◆ Set problem 1
In the forum thread about the "Hurricane Spitfire" caption, why does the letter to the newspaper say the writer is confused? Answer in one to three sentences.
◆ Set problem 2
Continue the forum thread about the "Hurricane Spitfire" caption from where it stops.

# Hurricane or Spitfire? Remembrance Day confusion



## MarkOttawa (10 Nov 2006)

A letter sent today to the _Ottawa Citizen_:



> I'm confused. The story, "CF-18 jets, vintage aircraft to fly over war memorial" (City section, Nov. 10),
> http://www.canada.com/ottawacitizen/news/city/story.html?id=984e1718-79ee-4126-ac5d-efa4fe1c1211
> 
> shows a photo of an aircraft that is called a "Hurricane Spitfire" in the caption. Now there is a Hawker Hurricane fighter, and there is a Supermarine Spitfire fighter, but there is no such thing as a "Hurricane Spitfire".
> ...



Mark
Ottawa


----------



## Astrodog (10 Nov 2006)

So you're saying the 'Hurricane Spitfire' didn't defeat the German 'Focke Wolfe Messershmit' for air supremacy over the skies of England?


----------



## karl28 (10 Nov 2006)

Ya gotta love the media LOL now that story put a smile on my face LOL  ;D


----------



## K225 (10 Nov 2006)

Since Mike Potter owns a Spitfie Mk IV (the aircraft in the picture) a Hurricane MkIV, and a Mustang IV (actually a P51D) and he has flown al three together we'll just have to go down to the ceremony and see won't we!

◆ Provided data
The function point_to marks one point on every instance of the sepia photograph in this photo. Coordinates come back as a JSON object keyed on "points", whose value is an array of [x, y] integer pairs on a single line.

◆ Final result 1
The photo caption calls the aircraft a "Hurricane Spitfire." The writer points out that the Hawker Hurricane and the Supermarine Spitfire are two separate fighters, and no aircraft by that combined name exists.

◆ Final result 2
You see that screw up in the article will give you something to look forward to!


----------



## MarkOttawa (10 Nov 2006)

Astrodog:  As the Fw 190 did not enter service until 1941,
http://findarticles.com/p/articles/mi_qa3897/is_200010/ai_n8925541

I'm afraid there actually weren't any "'Focke Wolfe Messershmit" for the "Hurricane Spitfires" to take on during the Battle of Britain! 

Mark
Ottawa


----------



## daftandbarmy (10 Nov 2006)

Here's an old model maker geek talking - I betcha it's a P 51B Mustang. Early variant with an Allison engine, before they tossed that junk aside and upgraded to a Rolls Royce Merlin and swept the skies clean of the Hun!


----------



## MarkOttawa (10 Nov 2006)

daftandbarmy: Actually, with the bubble canopy, most likely this:



> The RAF assigned the name Mustang IV to the ‘D’ model and Mustang IVA to ‘K’ models.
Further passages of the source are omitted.